### ARTICLE
# Coyotes Troubles...



## thebaker (Dec 2, 2009)

Can anyone tell me what is the best dog to help protect livestock from these pest?

Coyotes are growing in numbers around here like crazy now an the other night there was a huge pack of them running really close by. So we had to get out our rifles too fire off a few rounds. There use to be lots of pet cats around here but since the coyotes are growing in numbers fast the cats are gone. So my husband said for us too try an find out what is the best dog to try an help protect our livestock. 

We don't want too loose any of our livestock from these pest. We've got other dogs but their small an wouldn't be of any help an do have one big dog but she too old so DH said if we can get some ideas of the best dog to get he will start looking an try from a puppy to guard them. We're expecting one puppy that's a boxer which is for inside of our home but need a livestock guard dog too. 

Thank You for the help.


----------



## Maura (Jun 6, 2004)

[Saved data entries]
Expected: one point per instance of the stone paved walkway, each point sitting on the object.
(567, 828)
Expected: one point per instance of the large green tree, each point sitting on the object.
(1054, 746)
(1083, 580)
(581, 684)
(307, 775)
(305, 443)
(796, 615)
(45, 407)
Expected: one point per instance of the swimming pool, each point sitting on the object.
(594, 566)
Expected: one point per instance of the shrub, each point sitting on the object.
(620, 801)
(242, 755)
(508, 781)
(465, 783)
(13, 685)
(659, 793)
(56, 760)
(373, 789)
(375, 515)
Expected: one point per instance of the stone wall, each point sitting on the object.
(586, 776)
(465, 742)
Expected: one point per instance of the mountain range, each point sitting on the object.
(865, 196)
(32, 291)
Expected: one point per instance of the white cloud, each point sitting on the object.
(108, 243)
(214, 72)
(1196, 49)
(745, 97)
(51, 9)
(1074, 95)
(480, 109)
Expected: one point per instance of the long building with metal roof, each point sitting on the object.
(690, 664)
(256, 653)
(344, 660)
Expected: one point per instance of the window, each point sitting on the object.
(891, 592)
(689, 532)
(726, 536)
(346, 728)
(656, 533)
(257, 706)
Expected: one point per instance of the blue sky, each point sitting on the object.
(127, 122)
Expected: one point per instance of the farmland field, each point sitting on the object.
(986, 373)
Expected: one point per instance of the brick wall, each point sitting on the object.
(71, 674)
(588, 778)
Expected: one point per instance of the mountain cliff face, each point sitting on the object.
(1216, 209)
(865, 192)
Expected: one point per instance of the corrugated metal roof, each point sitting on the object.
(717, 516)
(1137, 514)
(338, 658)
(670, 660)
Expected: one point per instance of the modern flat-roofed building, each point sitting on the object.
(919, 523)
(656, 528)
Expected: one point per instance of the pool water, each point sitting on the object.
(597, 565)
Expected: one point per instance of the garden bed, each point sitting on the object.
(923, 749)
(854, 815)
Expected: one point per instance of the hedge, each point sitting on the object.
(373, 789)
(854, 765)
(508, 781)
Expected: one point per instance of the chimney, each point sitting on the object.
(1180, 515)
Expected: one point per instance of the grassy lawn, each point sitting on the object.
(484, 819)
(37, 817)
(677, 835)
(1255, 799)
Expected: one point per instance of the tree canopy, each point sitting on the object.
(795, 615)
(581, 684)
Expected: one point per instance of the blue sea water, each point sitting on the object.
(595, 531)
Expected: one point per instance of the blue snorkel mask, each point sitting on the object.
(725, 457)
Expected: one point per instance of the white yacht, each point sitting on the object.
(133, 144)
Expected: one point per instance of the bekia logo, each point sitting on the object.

==

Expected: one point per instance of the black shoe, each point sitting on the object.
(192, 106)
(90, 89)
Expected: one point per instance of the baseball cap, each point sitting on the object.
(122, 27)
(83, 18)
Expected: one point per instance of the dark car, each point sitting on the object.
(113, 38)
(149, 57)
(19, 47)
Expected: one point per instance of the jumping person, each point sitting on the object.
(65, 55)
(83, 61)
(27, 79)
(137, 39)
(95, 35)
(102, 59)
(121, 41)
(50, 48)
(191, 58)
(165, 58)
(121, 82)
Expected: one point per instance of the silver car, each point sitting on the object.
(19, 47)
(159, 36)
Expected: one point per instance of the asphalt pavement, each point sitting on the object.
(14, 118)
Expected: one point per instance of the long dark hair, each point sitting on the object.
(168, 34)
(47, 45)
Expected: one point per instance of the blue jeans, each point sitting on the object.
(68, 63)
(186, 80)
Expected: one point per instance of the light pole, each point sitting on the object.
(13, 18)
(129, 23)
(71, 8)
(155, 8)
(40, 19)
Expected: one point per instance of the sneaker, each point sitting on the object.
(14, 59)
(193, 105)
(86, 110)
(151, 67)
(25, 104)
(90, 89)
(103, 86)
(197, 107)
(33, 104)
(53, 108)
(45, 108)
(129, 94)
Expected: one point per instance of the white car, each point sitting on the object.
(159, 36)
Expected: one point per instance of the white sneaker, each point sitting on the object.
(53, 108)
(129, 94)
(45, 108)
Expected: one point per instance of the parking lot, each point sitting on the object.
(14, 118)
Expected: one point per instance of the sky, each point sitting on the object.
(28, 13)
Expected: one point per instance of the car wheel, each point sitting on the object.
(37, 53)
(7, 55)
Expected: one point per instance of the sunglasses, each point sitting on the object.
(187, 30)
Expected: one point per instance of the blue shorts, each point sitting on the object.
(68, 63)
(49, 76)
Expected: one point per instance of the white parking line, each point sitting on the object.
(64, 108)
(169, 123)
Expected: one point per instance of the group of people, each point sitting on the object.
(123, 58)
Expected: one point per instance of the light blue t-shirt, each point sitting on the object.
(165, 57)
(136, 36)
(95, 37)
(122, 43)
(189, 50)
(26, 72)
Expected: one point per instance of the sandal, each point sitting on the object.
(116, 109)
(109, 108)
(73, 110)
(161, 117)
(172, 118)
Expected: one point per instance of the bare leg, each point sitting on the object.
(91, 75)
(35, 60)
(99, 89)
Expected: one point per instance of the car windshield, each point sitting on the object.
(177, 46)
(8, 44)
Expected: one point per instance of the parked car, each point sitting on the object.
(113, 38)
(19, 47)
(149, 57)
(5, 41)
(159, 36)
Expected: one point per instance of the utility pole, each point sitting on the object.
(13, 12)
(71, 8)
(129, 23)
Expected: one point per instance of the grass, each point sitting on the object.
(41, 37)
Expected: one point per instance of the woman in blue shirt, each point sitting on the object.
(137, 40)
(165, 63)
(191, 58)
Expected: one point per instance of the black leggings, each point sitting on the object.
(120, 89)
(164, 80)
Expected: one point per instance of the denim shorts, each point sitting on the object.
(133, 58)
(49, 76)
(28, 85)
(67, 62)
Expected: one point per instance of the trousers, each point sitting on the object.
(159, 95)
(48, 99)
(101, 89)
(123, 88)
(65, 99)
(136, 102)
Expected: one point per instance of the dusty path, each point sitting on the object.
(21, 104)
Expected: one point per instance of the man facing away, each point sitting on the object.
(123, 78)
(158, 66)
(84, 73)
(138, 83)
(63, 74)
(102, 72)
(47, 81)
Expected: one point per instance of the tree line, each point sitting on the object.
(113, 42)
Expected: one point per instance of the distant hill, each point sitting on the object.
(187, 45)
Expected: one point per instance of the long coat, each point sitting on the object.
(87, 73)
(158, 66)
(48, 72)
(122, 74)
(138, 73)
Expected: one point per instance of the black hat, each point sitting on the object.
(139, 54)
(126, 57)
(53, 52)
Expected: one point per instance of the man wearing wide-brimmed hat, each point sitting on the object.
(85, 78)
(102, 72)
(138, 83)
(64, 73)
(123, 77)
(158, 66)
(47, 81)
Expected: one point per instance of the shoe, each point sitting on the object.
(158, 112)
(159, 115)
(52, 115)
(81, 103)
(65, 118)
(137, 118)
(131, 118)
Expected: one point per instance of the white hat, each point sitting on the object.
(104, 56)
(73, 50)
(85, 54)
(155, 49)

### PROBLEMS
a – Reproduce verbatim the passage of the forum thread on coyotes between "## thebaker (Dec" and "protect our livestock.", inclusive.
b – Locate every line of the records that contains the string "light", treating uppercase and lowercase as distinct, and copy each such line.

### WRITTEN RESPONSES
a –
## thebaker (Dec 2, 2009)

Can anyone tell me what is the best dog to help protect livestock from these pest?

Coyotes are growing in numbers around here like crazy now an the other night there was a huge pack of them running really close by. So we had to get out our rifles too fire off a few rounds. There use to be lots of pet cats around here but since the coyotes are growing in numbers fast the cats are gone. So my husband said for us too try an find out what is the best dog to try an help protect our livestock.

b –
Expected: one point per instance of the light pole, each point sitting on the object.
Expected: one point per instance of the light blue t-shirt, each point sitting on the object.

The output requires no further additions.